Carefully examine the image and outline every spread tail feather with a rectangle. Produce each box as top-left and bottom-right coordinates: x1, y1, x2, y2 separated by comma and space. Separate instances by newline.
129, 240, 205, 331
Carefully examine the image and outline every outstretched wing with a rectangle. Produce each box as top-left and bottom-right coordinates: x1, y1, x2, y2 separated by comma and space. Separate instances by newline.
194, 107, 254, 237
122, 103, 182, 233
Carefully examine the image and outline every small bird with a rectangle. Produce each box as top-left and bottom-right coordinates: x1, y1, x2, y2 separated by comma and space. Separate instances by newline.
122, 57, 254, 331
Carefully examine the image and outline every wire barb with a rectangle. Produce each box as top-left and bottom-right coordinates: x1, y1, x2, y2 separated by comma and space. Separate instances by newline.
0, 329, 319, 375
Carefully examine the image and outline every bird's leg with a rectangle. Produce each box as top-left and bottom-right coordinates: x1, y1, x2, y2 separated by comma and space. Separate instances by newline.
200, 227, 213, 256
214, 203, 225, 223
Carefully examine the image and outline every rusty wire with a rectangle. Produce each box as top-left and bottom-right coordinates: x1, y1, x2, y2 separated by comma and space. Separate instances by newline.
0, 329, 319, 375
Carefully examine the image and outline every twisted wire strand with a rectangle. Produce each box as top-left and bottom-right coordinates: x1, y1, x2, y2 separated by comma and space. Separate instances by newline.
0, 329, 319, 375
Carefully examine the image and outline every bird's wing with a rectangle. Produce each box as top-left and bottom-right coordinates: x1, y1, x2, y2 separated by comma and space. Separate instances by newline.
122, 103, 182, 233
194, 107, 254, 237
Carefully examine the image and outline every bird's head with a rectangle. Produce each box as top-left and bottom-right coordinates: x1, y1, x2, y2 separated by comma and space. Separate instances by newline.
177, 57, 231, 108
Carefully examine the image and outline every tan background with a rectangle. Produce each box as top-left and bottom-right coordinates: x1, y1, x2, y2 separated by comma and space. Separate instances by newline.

:::

Copy all of the material above word for word, keeping every line in the same order.

Carefully examine the image and outline every spread tail feather with a rectangle. Produce each box as top-left and bottom-right coordinates: x1, y1, x2, y2 separated by comma and space. Separate instances by newline.
129, 240, 205, 331
Carefully examine the image and outline every outstretched wing with a rectangle. Produce each box as top-left and bottom-right coordinates: x1, y1, x2, y2 separated by comma and space. Separate instances by newline.
194, 107, 254, 237
122, 103, 182, 233
Carefully examine the image and outline every small bird with a rectangle. Produce each box as top-left and bottom-right coordinates: x1, y1, x2, y2 separated by comma and space. Separate instances by newline.
122, 57, 254, 331
Carefully examine the image and outline every wire barb with a rectangle. Produce each box as top-left and bottom-right coordinates: x1, y1, x2, y2 separated by comma and space. Separate instances by newline.
0, 329, 319, 375
Carefully examine the image and outline every bird's leg with a rectangle. Produce each box as top-left and bottom-right coordinates: x1, y1, x2, y2 separated by comma and space. Separate instances by newline.
200, 227, 213, 256
214, 203, 225, 223
Carefully examine the image and outline every rusty wire with a rectangle. Produce each box as top-left and bottom-right coordinates: x1, y1, x2, y2 separated by comma and space. Separate instances by newline.
0, 329, 319, 375
Carefully examine the image and outline every twisted wire strand with a rectangle. Produce each box as top-left and bottom-right coordinates: x1, y1, x2, y2 separated by comma and space. Separate instances by newline.
0, 329, 319, 375
Carefully examine the image and outline every bird's wing with a rectangle. Produce each box as top-left and bottom-right coordinates: x1, y1, x2, y2 separated by comma and space. Separate instances by newline.
122, 103, 182, 233
194, 107, 254, 237
Carefully examine the image and outline every bird's head with a rectangle. Produce each box as top-left and bottom-right coordinates: x1, y1, x2, y2 separated by comma and space. Separate instances by newline.
177, 57, 231, 108
Carefully examine the image and outline every tan background with a rectangle. Produce each box as top-left and bottom-right coordinates: x1, y1, x2, y2 separated by comma and space. Separate instances by newline.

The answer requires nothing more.